**** DOCUMENT EXTRACT

👶 China's baby bust is a huge opportunity for America
Also: 5 Quick Questions for . . . labor economist and automation expert Carl Benedikt Frey
“For in the end, the greatness of America depends not on its force of arms, or even the opulence of its economy, but upon the power of its message for the world.” - Joel Kotkin and Yoriko Kishimoto, The Third Century: America's Resurgence in the Asian Era
In This Issue
Long Read: How China's baby bust can help birth a second American Century
5QQ: 5 Quick Questions for . . . labor economist and automation expert Carl Benedikt Frey
Micro Reads: Beatlemania, supercities, the case for optimism, and more . . .
Long Read
👶 How China's baby bust can help birth a second American Century
Pax Romana and the Golden Horde had pretty long runs, but modern countries generally don’t get more than a hundred years or so as the globe’s dominant power. The British had the 19th century and America the 20th. But the 21st century, many experts confidently predict, will be the Chinese Century due to the Middle Kingdom’s massive population, efficient governance, and rapidly growing technological savvy. Bold Beijing gets big things done, while a decadent and distracted Washington dithers. Rising China, Declining America.
If you’re looking to counter this “Chinese Century” consensus, however, you just got a pretty compelling data point. China’s National Bureau of Statistics said Monday that the number of newborns fell for a fifth straight year, sinking to the lowest number in modern Chinese history. There were, according to the agency, 10.62 million births, down from 12.02 million in 2020 — barely outnumbering the 10.14 million deaths. Those results put China’s year-end population at 1.413 billion, up a tiny 0.034 percent from 1.412 billion at the end of 2020. (The birthrate — the number of births per thousand people — fell 7.52 in 2021 versus 8.52 in 2020.) “China is facing a demographic crisis that is beyond the imagination of the Chinese authorities and the international community,” Yi Fuxian, a professor at the University of Wisconsin-Madison, told The New York Times.

********
**** DATA

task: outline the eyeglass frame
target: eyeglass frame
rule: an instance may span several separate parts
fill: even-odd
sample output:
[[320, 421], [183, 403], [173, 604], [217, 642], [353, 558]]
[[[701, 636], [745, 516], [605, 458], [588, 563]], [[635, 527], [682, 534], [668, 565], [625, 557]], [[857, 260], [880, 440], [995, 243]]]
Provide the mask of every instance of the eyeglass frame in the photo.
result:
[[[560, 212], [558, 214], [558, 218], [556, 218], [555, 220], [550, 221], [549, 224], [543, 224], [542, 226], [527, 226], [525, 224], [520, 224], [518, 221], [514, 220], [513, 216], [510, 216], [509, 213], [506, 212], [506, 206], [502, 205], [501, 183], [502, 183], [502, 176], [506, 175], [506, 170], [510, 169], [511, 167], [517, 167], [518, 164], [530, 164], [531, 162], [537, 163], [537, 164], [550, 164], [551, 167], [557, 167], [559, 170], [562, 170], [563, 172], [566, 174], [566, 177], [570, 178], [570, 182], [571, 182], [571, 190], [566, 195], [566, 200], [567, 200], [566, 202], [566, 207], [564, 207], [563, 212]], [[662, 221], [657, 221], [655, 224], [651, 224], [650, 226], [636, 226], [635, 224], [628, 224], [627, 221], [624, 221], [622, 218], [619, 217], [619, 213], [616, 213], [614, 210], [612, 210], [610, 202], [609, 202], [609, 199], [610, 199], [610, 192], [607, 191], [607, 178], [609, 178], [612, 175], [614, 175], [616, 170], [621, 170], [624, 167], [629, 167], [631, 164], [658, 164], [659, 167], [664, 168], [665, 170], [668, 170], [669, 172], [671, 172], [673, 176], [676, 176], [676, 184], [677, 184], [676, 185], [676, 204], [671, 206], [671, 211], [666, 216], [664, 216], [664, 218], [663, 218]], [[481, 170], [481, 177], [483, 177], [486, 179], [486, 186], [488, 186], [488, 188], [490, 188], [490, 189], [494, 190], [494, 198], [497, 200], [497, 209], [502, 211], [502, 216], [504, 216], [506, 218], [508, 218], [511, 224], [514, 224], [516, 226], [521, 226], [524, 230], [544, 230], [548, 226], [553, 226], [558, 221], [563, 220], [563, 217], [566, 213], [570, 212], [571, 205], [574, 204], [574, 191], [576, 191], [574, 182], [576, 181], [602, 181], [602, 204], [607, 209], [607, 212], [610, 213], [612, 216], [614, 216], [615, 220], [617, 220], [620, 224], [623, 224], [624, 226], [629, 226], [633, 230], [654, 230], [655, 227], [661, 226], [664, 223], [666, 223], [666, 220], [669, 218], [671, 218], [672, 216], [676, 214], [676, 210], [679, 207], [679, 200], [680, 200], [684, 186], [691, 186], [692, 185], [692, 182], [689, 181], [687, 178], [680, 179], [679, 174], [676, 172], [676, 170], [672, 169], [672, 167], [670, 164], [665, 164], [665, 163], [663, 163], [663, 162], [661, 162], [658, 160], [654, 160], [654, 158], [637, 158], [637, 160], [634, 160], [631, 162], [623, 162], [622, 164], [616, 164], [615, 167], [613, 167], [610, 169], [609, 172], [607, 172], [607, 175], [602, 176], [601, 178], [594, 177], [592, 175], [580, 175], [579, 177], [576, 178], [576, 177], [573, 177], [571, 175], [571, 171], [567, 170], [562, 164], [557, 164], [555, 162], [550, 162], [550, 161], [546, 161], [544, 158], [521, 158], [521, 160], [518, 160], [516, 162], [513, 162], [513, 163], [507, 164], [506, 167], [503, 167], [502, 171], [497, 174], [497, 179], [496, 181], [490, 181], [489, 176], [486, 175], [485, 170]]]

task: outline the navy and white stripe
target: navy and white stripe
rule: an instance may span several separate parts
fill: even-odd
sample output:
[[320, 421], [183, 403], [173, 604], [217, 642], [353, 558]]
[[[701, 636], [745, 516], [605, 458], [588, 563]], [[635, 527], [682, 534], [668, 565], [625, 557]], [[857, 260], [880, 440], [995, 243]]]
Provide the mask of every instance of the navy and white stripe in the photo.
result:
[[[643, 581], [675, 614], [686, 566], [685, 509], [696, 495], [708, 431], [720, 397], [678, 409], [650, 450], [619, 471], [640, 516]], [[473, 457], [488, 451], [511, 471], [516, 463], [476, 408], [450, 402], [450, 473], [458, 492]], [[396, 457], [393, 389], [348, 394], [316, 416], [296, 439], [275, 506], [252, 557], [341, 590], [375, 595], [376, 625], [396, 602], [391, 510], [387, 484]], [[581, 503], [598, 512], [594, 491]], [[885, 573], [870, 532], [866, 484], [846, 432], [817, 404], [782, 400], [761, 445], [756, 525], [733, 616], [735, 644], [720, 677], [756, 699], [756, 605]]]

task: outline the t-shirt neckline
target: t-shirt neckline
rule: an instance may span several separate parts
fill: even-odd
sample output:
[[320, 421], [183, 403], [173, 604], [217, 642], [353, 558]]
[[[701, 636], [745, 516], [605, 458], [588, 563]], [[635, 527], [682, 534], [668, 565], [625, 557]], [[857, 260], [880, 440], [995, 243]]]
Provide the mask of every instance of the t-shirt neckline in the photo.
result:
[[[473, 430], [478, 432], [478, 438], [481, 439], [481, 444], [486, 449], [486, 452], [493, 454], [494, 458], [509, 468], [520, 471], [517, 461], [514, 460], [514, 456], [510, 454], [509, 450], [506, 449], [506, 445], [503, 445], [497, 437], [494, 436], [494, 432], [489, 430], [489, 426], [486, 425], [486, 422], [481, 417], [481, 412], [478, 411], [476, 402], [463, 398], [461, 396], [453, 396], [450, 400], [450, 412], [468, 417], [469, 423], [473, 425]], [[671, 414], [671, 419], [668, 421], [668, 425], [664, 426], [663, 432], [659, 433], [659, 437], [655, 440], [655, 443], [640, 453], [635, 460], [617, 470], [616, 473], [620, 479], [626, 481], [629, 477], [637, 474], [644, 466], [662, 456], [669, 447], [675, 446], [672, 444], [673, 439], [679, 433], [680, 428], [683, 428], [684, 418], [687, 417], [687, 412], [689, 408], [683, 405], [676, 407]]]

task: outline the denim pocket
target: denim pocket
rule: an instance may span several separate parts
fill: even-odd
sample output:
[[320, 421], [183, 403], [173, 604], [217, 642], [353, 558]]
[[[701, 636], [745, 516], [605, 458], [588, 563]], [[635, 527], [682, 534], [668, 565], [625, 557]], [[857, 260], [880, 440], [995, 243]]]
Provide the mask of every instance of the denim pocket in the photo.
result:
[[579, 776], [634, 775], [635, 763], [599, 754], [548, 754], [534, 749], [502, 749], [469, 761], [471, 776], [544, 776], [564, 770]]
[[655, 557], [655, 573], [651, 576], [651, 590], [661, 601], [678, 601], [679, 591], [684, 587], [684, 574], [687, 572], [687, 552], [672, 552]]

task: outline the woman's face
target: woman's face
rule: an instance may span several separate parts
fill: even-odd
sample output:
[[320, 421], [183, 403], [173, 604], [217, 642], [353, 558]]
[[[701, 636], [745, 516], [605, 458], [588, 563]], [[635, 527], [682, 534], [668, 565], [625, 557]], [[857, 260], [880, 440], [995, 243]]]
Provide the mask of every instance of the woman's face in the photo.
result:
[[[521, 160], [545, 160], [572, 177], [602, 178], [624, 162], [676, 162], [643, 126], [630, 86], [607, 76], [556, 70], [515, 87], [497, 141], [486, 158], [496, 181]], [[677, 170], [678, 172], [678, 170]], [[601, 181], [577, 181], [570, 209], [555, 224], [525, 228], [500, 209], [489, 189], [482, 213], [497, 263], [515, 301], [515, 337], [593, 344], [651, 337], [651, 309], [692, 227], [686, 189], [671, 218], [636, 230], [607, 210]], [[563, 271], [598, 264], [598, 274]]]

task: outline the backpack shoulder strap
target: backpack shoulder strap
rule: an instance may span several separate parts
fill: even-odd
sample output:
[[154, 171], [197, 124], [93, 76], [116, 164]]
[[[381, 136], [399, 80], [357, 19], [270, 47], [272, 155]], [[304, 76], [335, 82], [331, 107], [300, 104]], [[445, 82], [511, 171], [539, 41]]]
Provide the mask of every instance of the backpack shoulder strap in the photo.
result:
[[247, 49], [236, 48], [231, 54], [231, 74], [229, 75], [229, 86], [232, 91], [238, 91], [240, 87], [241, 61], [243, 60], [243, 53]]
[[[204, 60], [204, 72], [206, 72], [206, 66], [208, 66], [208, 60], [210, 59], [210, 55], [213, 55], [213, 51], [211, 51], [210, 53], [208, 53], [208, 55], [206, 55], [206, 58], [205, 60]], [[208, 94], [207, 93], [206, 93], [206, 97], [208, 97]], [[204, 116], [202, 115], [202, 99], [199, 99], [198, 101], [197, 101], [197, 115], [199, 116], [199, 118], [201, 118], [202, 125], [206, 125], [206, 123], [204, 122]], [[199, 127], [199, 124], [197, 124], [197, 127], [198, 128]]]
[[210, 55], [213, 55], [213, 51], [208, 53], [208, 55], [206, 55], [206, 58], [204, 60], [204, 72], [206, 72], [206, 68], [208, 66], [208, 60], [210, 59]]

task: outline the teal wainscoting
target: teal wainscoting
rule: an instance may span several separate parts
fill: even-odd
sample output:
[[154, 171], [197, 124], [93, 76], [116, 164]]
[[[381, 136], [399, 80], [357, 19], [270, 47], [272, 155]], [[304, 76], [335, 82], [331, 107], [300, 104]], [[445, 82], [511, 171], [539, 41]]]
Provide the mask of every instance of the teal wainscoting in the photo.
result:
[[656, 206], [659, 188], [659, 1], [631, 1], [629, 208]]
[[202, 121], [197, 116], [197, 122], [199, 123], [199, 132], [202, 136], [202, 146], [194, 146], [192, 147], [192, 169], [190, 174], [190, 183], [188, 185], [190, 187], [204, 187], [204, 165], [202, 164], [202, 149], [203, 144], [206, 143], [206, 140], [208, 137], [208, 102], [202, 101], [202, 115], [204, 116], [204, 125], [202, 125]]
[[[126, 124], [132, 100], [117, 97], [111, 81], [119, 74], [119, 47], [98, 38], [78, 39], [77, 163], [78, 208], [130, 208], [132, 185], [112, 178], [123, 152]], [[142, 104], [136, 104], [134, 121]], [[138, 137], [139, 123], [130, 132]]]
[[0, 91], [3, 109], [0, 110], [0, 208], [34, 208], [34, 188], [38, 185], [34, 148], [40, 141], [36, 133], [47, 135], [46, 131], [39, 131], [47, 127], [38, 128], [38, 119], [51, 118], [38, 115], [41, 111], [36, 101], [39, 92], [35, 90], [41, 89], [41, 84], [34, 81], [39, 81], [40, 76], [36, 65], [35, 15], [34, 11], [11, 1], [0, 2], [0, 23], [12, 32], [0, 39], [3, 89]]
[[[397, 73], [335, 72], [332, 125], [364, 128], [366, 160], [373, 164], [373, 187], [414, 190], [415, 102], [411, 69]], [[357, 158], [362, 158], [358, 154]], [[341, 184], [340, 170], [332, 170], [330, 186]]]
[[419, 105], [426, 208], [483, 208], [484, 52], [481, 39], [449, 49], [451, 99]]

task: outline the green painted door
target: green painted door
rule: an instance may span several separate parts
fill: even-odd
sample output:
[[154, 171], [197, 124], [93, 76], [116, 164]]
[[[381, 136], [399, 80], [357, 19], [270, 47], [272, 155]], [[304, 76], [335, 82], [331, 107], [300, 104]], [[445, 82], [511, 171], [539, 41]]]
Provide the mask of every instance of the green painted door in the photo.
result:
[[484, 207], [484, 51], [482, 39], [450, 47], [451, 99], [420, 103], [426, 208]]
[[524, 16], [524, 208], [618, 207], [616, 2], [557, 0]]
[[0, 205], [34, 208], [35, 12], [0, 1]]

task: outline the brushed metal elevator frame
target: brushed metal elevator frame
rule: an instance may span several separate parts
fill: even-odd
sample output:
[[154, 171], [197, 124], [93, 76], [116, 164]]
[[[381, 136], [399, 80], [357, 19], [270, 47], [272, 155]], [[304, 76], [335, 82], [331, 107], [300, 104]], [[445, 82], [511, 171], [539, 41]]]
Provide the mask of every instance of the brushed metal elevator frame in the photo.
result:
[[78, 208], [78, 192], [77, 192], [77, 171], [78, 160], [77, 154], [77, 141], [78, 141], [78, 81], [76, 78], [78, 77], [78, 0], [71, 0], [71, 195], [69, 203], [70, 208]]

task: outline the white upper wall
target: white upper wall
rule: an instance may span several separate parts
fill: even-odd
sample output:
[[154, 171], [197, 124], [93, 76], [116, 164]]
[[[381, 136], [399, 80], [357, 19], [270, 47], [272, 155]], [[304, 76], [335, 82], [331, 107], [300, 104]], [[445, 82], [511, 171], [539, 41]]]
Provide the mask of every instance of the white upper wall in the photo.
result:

********

• **ACTIVITY LIST**
• A. In the newsletter on China's baby bust, rewrite the paragraph beginning "Pax Romana and the Golden Horde" as a short bulleted list that keeps its main facts.
• B. Carry on the newsletter about China's falling birth numbers, picking up right after its final sentence.

• **ANSWERS FOR EACH ITEM**
• A.
- Pax Romana and the Golden Horde lasted a long time, but modern countries usually hold global dominance for only about a century.
- Britain had the 19th century, and America had the 20th.
- Many experts predict the 21st will be the Chinese Century because of China's huge population, efficient governance, and fast-growing technological skill.
- In this view, Beijing accomplishes big things while Washington hesitates: China rises and America declines.

• B.
And China’s demographic crisis is happening despite a persistent push by Beijing to get its people to have more babies. In 2016, Beijing scrapped its four-decade one-child policy and allowed married couples to have two children, leading to a brief upward blip in the birthrate. Officials have also banned private tutoring to constrain soaring education costs and made it illegal to discriminate against young mothers in the workplace (although new laws do not seem to be enough to fight cultural expectations about the role of women in Chinese society). Local governments have also tried various natalist measures, notes The Wall Street Journal, including cash rewards and longer maternity leaves.” All to little effect, apparently. The trend “cannot be reversed,” the NYT quotes one Chinese demographer.
As demographically dour as these numbers are, they may actually be severely understating China’s baby problems. In 2019 the United Nations projected that China would still have around 1.3 billion people by 2065. But there’s considerable skepticism about that forecast from various quarters:
A July 2020 study in Lancet suggests Chinese population will halve by 2100, (while India’s working-age population will surpass China’s in the mid-2020s).
In a study published last October, researchers at the Institute for Population and Development Studies at Xian Jiaotong University in northwest China argued that those UN estimates are way off. For instance; Those 12 million newborns in 2020 were 25 percent lower than the UN's estimate. Overall, the study forecast China's population could decline by half within the next 45 years. The projection was based on a forecasted birth rate of 1.3 children per woman versus the current rate of 1.7. Chinese authorities "need to pay close attention to the potential negative inertia of population growth and make a plan with countermeasures in advance," the study concludes.
A report published last November by Simon Powell, analyst at Jefferies, predicts “China’s population will peak in 2022, which is almost 10 years earlier than the United Nation estimates. . . . If births decline by 20% p.a. from 2020 onwards, deaths will surpass births by about 6 million in 2025. We estimate China’s population will peak in 2022, which is almost 10 years earlier than the United Nation estimates.”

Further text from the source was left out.